*** Selected extract ***

State briefs

Ohio coal sales dropped in 2015

COLUMBUS (AP) — State officials say Ohio coal sales dropped by 31 percent last year.

The Department of Natural Resources reports Ohio coal sold in 2015 had a market value of about $753 million, putting it below $1 billion for the first time since 2007.

The Columbus Dispatch ( ) reports a drop was expected because of the long-term shift to fueling power plants with less expensive natural gas.

Still, coal-industry leaders have optimism because of the election of Republican Donald Trump as president and his comments about rewriting environmental rules and bringing back coal jobs. The president of the Ohio Coal Association says it’s giving the industry hope.

Over half of Ohio’s coal production last year came from Belmont County. Coal producers were active at 43 mines, mostly in eastern and southeastern Ohio.

*** End of Selected extract ***

● **Work task 1**:
List every percentage and dollar amount given in the brief on Ohio coal sales.
● **Work task 2**:
According to the brief on Ohio coal sales, at how many mines were coal producers active?
● **Work task 3**:
Print the stretch of the Ohio coal sales brief from "COLUMBUS (AP) —" through "expensive natural gas.".

*** Given entries ***

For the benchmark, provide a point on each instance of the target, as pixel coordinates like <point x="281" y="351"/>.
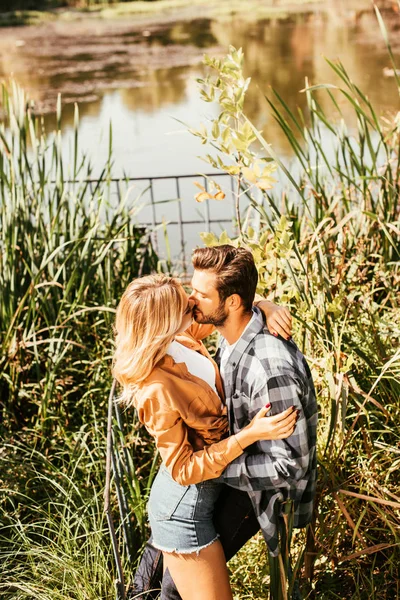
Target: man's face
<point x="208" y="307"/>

*** End of Given entries ***
*** Given entries ***

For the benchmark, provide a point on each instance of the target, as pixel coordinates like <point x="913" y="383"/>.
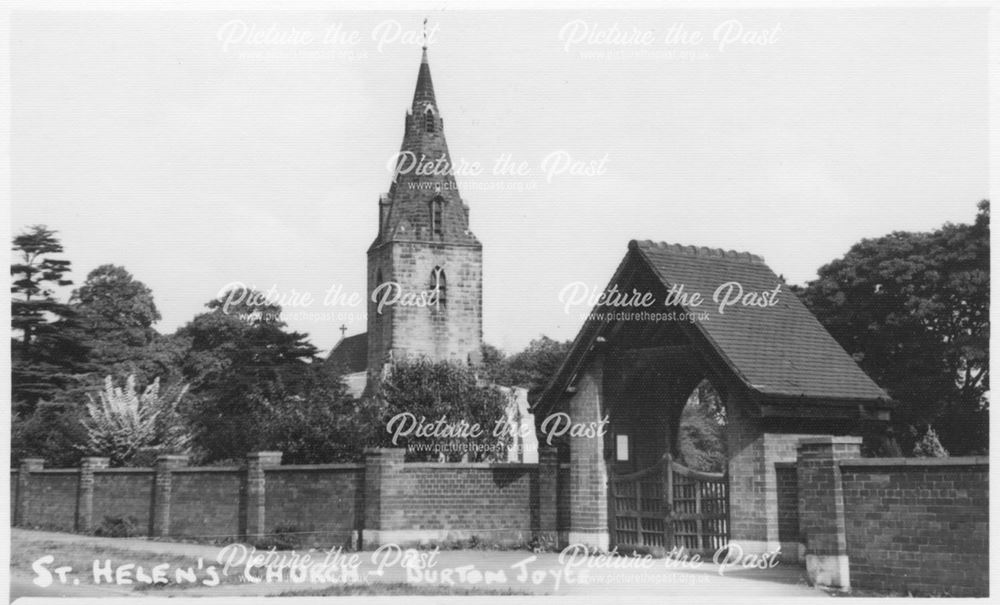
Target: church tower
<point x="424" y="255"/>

*** End of Given entries ***

● **Exercise solution 1**:
31 percent
$753 million
$1 billion

● **Exercise solution 2**:
43 mines

● **Exercise solution 3**:
COLUMBUS (AP) — State officials say Ohio coal sales dropped by 31 percent last year.

The Department of Natural Resources reports Ohio coal sold in 2015 had a market value of about $753 million, putting it below $1 billion for the first time since 2007.

The Columbus Dispatch ( ) reports a drop was expected because of the long-term shift to fueling power plants with less expensive natural gas.